__Problem statement__.
Copy out the lines from the start of the entries through the line containing "This example is", both included. Leave the pictures out.

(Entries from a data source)
§

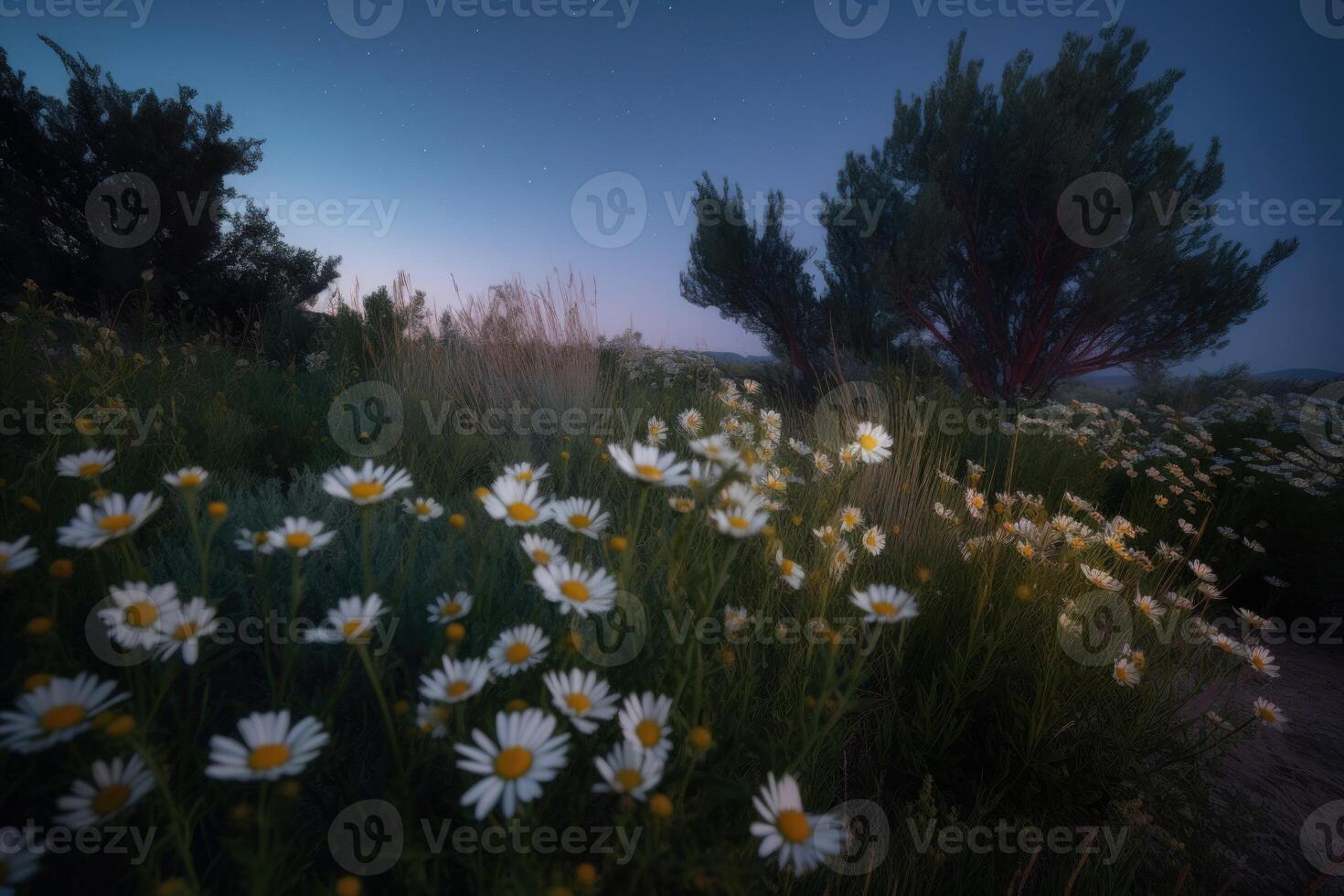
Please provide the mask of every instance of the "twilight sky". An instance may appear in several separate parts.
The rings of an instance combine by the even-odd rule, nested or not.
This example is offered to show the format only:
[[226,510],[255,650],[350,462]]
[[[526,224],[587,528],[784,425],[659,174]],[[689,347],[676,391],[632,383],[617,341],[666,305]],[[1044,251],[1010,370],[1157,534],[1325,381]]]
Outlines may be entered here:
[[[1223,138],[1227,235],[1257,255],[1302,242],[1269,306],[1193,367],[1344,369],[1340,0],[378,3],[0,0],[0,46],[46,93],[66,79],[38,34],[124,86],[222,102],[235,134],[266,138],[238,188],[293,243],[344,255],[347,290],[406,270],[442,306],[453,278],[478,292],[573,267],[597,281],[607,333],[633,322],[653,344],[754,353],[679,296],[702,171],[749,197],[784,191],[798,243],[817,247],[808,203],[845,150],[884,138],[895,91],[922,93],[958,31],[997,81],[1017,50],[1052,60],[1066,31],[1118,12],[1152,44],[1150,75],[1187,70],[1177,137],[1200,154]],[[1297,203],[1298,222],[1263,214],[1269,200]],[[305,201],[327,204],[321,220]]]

§

__Task output__.
Please provide the mask of every instance of the "twilight sky". An instance may appear in several separate parts.
The rings of an instance combine by the even-odd rule, nested or not.
This example is offered to show the format only:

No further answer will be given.